Quoted passage:
For more detailed information, definitions, and procedures regarding insider trading, refer to the Company's Insider Trading Policy.
10. TECHNICAL INFORMATION
The Company shall disclose to the public the results of all exploration and development activity on the Company's projects in accordance with applicable securities laws, TSXV requirements (including Policy 3.3--- Timely Disclosure and Appendix F-Mining Standards Guidelines) and the applicable requirements of National Instrument 43-101 Standards of Disclosure for Mineral Projects, the Canadian Institute of Mining, Metallurgy and Petroleum ("CIM") Exploration Best Practices Guidelines and Estimation of Mineral Resources and Mineral Reserves Best Practice Guidelines.
11. PROVISION OF FORWARD-LOOKING INFORMATION
To help the investor community, the Company sometimes discloses forward-looking information. Where it does so, the Company shall ensure that prospective statements are clearly identified as forward looking and are accompanied by meaningful cautionary language identifying important factors that could cause actual results to differ materially from those projected in the statements.
12. CORRECTIONS
The Company shall immediately correct disclosure where it subsequently learns that the earlier disclosure contained a material error at the time it was given and the correction would constitute Material Information. The Disclosure Committee shall ensure that a news release is issued immediately to correct the error and that appropriate notifications are made to the TSXV so that a halt to trading may be instituted if necessary.

Short problem: Could you copy, word for word, the part of the disclosure policy excerpt that opens with the words containing "11. PROVISION OF" and closes with "instituted if necessary."?

Dataset content:
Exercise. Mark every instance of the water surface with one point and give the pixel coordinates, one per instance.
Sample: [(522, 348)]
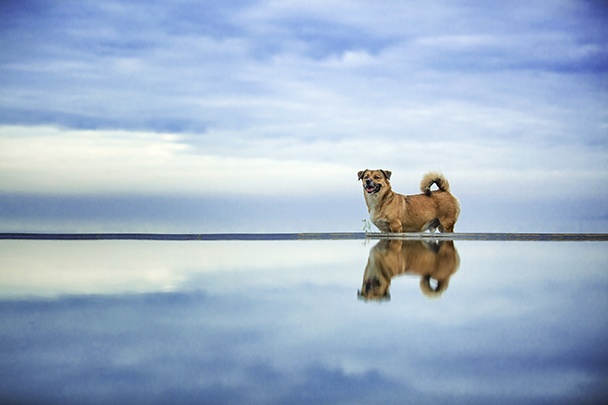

Answer to this task:
11. PROVISION OF FORWARD-LOOKING INFORMATION
To help the investor community, the Company sometimes discloses forward-looking information. Where it does so, the Company shall ensure that prospective statements are clearly identified as forward looking and are accompanied by meaningful cautionary language identifying important factors that could cause actual results to differ materially from those projected in the statements.
12. CORRECTIONS
The Company shall immediately correct disclosure where it subsequently learns that the earlier disclosure contained a material error at the time it was given and the correction would constitute Material Information. The Disclosure Committee shall ensure that a news release is issued immediately to correct the error and that appropriate notifications are made to the TSXV so that a halt to trading may be instituted if necessary.